Collected data

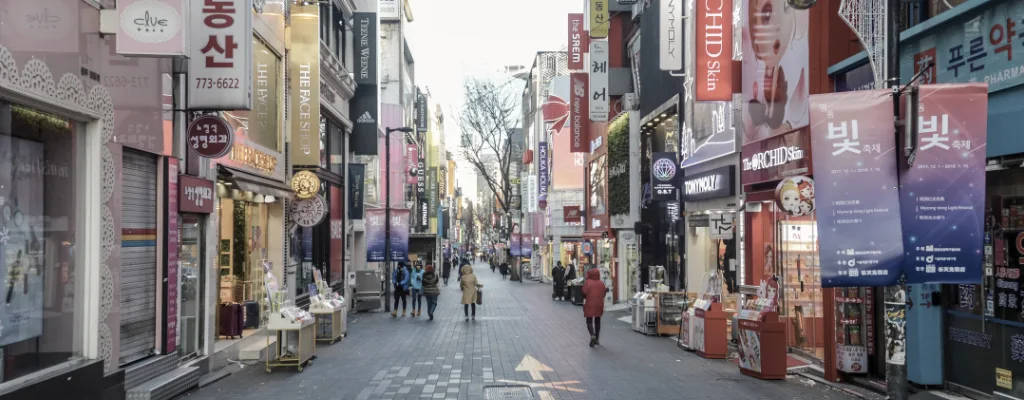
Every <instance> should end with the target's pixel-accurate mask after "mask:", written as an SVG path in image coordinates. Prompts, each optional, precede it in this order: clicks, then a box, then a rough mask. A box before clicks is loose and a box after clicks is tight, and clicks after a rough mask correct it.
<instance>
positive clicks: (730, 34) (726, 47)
mask: <svg viewBox="0 0 1024 400" xmlns="http://www.w3.org/2000/svg"><path fill="white" fill-rule="evenodd" d="M695 8H696V14H697V15H696V24H697V33H696V49H697V61H696V68H697V71H696V81H695V84H696V87H697V88H696V89H697V94H696V100H697V101H732V0H697V4H696V7H695Z"/></svg>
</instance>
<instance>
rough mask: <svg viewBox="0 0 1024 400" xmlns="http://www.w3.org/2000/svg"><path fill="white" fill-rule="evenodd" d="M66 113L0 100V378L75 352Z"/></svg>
mask: <svg viewBox="0 0 1024 400" xmlns="http://www.w3.org/2000/svg"><path fill="white" fill-rule="evenodd" d="M79 131H80V127H79V126H78V125H77V124H76V123H74V122H71V121H69V120H66V119H62V118H59V117H56V116H53V115H49V114H45V113H41V112H38V110H35V109H31V108H27V107H23V106H18V105H13V104H11V103H7V102H3V101H0V210H2V213H0V276H3V278H4V279H3V284H2V285H0V291H2V292H0V297H2V298H0V328H2V330H0V362H2V364H0V382H8V381H11V380H14V379H17V377H20V376H24V375H26V374H29V373H32V372H36V371H39V370H41V369H43V368H47V367H50V366H53V365H57V364H59V363H61V362H65V361H68V360H69V359H70V358H72V357H73V356H75V355H76V353H75V349H74V344H75V343H76V340H75V339H76V337H75V331H76V330H78V329H77V327H76V326H75V307H76V299H75V292H74V287H75V279H76V278H79V276H78V275H80V272H81V271H82V269H81V267H84V266H80V265H76V263H75V258H74V249H75V246H76V237H75V229H76V228H77V224H76V220H77V214H76V210H77V203H76V198H77V197H76V189H77V188H76V183H77V182H76V180H75V179H74V176H73V172H74V171H75V168H74V165H75V163H76V160H75V145H76V144H77V143H76V140H75V136H76V134H77V133H78V132H79Z"/></svg>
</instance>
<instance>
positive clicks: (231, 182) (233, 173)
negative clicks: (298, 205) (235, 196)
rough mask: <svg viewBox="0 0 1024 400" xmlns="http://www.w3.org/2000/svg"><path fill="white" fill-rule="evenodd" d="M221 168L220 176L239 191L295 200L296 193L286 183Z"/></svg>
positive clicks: (263, 177) (228, 168)
mask: <svg viewBox="0 0 1024 400" xmlns="http://www.w3.org/2000/svg"><path fill="white" fill-rule="evenodd" d="M219 168H220V169H219V171H218V172H219V175H221V176H222V177H223V178H224V179H225V180H227V181H229V182H231V183H233V184H234V186H237V188H238V189H239V190H245V191H251V192H254V193H259V194H263V195H272V196H274V197H278V198H288V199H294V198H295V192H293V191H292V188H291V187H288V185H286V184H284V183H281V182H278V181H274V180H272V179H267V178H264V177H261V176H258V175H254V174H250V173H248V172H244V171H239V170H236V169H232V168H227V167H224V166H220V167H219Z"/></svg>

» What needs to be done:
Give again, word for word, only the lines that run from the top of the data above through the line with "168L220 176L239 191L295". Drop the pictures.

» Answer for this exercise:
Every <instance> should end with the target's pixel-accurate mask after "mask:", written as an SVG path in image coordinates. Prompts, each optional, precede it in this order: clicks, then a box, then a rough mask. A box before clicks is loose and a box after clicks is tight, and clicks after a rough mask correct it.
<instance>
positive clicks: (730, 34) (726, 47)
mask: <svg viewBox="0 0 1024 400" xmlns="http://www.w3.org/2000/svg"><path fill="white" fill-rule="evenodd" d="M695 8H696V14H697V15H696V24H697V33H696V49H697V61H696V68H697V71H696V81H695V84H696V87H697V88H696V89H697V94H696V100H697V101H732V0H697V4H696V7H695Z"/></svg>
</instance>
<instance>
rough mask: <svg viewBox="0 0 1024 400" xmlns="http://www.w3.org/2000/svg"><path fill="white" fill-rule="evenodd" d="M66 113L0 100V378L75 352Z"/></svg>
mask: <svg viewBox="0 0 1024 400" xmlns="http://www.w3.org/2000/svg"><path fill="white" fill-rule="evenodd" d="M79 131H80V127H79V126H78V125H77V124H76V123H74V122H71V121H69V120H66V119H62V118H59V117H56V116H53V115H49V114H45V113H41V112H38V110H35V109H31V108H27V107H23V106H18V105H13V104H11V103H7V102H3V101H0V210H2V213H0V276H3V278H4V279H3V284H2V285H0V291H2V292H0V297H2V298H0V328H2V330H0V362H2V364H0V382H8V381H11V380H14V379H17V377H20V376H24V375H26V374H29V373H32V372H36V371H39V370H41V369H43V368H47V367H50V366H53V365H57V364H59V363H61V362H65V361H68V360H69V359H70V358H72V357H73V356H75V355H76V353H75V349H74V344H75V343H76V340H75V339H76V337H75V331H76V330H78V329H77V327H76V326H75V307H76V299H75V292H74V287H75V279H76V278H79V276H78V275H80V272H81V271H82V269H81V267H84V266H80V265H76V263H75V258H74V249H75V246H76V237H75V229H76V228H77V224H76V220H77V214H76V210H77V203H76V198H77V197H76V189H77V188H76V183H77V182H76V180H75V179H74V176H73V172H74V171H75V168H74V165H75V163H76V160H75V145H76V144H77V143H76V140H75V136H76V134H77V133H78V132H79Z"/></svg>
</instance>
<instance>
positive clicks: (231, 182) (233, 173)
negative clicks: (298, 205) (235, 196)
rough mask: <svg viewBox="0 0 1024 400" xmlns="http://www.w3.org/2000/svg"><path fill="white" fill-rule="evenodd" d="M221 168L220 176L239 191L295 200L296 193L286 183Z"/></svg>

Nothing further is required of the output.